| Source document |
____
00;22;55;04 – 00;23;42;28

John Stepper

Take back to love, control, etc. And that felt very good. That’s why it felt more like a movement back then or a statement. What I learned over my experience is that never underestimate the resilience of a corporate structure. So what they would, what I, again this my own experience and other people might view it differently is that these movements were tolerated but they never made much of a difference that might be a little bit strong.

 

00;23;42;29 – 00;24;12;14

John Stepper

They made a difference for the people in them. But what I saw and I saw this multiple times over the years is that the volunteers were very enthusiastic. They spread a thing. It could have, it could be working out loud, It could have been agile, it could be something else. And unless you actually engage the machine, then eventually you get tired, like you run out of runway or there’s a change and then you’re not tolerated anymore or something.

 

00;24;13;04 – 00;24;53;05

John Stepper

And so these movements tended to be short lived or we would just come and go. So what I do now is I embrace the machine. And very often what we have is procured by HR programme managers who have run onboarding or learning and development or or a diversity community. And then that actually makes it safer for people to participate and it makes it easier for them to carve out an hour in an otherwise overcrowded.
____
| Stored rows |
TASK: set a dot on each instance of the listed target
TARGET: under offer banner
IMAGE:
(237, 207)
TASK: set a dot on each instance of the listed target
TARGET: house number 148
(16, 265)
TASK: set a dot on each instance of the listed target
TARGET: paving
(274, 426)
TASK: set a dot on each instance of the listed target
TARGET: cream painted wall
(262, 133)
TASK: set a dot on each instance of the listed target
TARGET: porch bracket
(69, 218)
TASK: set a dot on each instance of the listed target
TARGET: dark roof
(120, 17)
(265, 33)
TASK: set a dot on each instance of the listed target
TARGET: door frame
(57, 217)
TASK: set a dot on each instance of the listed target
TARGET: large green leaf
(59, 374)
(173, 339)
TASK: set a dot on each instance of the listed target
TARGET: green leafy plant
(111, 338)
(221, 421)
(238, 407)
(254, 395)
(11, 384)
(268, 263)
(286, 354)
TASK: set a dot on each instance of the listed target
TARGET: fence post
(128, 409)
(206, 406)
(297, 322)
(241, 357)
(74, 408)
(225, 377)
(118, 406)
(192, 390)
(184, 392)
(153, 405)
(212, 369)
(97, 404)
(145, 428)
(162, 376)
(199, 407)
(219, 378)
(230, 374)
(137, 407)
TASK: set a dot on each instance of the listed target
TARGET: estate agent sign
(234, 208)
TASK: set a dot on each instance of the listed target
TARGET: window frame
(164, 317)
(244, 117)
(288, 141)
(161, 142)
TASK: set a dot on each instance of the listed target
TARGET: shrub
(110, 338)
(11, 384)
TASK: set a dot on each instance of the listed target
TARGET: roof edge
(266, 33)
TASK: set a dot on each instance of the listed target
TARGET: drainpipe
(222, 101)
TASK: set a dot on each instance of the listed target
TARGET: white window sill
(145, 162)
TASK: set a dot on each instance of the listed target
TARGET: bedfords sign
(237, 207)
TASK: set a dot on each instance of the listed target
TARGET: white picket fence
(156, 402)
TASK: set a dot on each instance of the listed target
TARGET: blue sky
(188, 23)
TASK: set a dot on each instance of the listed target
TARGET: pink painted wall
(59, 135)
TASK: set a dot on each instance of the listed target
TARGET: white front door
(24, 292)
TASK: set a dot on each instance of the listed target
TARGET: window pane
____
According to the interview transcript, what does John Stepper say he does now? The records can be left aside.

He embraces the machine.